Répondez aux questions suivantes à partir du texte ci-dessous sur la réforme territoriale.
1. Auprès de combien de personnes le sondage Ifop-Sud-Ouest Dimanche a-t-il été réalisé ?
2. Quel pourcentage d'opinions favorables à la réforme ce sondage Ifop donnait-il ?
3. D'après le sondage TN-Sofres, quelle part des Français jugeait la réforme territoriale comme une mauvaise chose ?

• _Bloc de texte_

-------------------------

Le premier tour : Les partis, contestés mais pas concurrencés
Influence du redécoupage sur la participation
Sondage ifop-Sud-Ouest Dimanche réalisé auprès de 978 personnes par questionnaire auto-administré en ligne du 9 au 11 avril
Sondage TN-Sofres pour l’institut de la gouvernance territoriale et de la décentralisation, réalisé en ligne auprès de 1.005 personnes âgées de 18 ans et plus, entre le 2 et le 7 septembre
En 2014, d’après plusieurs sondages, l’opinion française semblait favorable à la réforme territoriale et à la réduction de moitié du nombre de régions métropolitaines comme l’atteste par exemple celui réalisé par l’Ifop pour Sud-Ouest Dimanche en avril 20141 et qui donnait 60% d’opinions favorables à la réforme. Mais, au fil des mois et à mesure que les opposants donnaient de la voix, l’adhésion s’est érodée. Ainsi, à quelques mois des élections régionales, un sondage TN-Sofres réalisé en septembre 20152, indiquait que 37% des Français jugeaient que la réforme territoriale était une mauvaise chose, contre 27% qui y voyaient une bonne chose et 28% ni une bonne ni une mauvaise.

-------------------------

• _Extrait source_
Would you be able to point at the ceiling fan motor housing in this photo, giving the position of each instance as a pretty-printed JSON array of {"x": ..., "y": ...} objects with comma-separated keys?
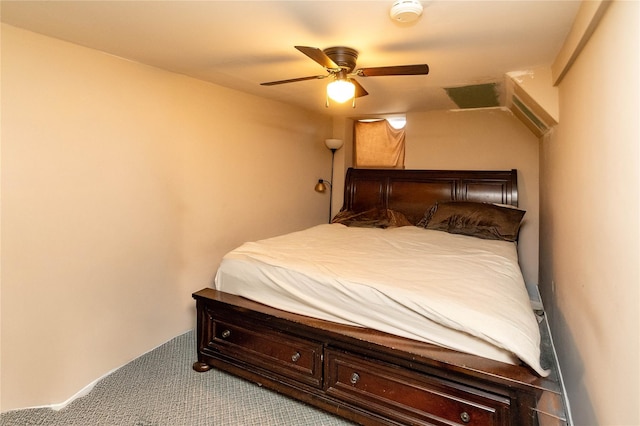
[{"x": 344, "y": 57}]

-------------------------

• _Corrigé_
1. Auprès de 978 personnes.
2. 60 % d'opinions favorables.
3. 37 % des Français.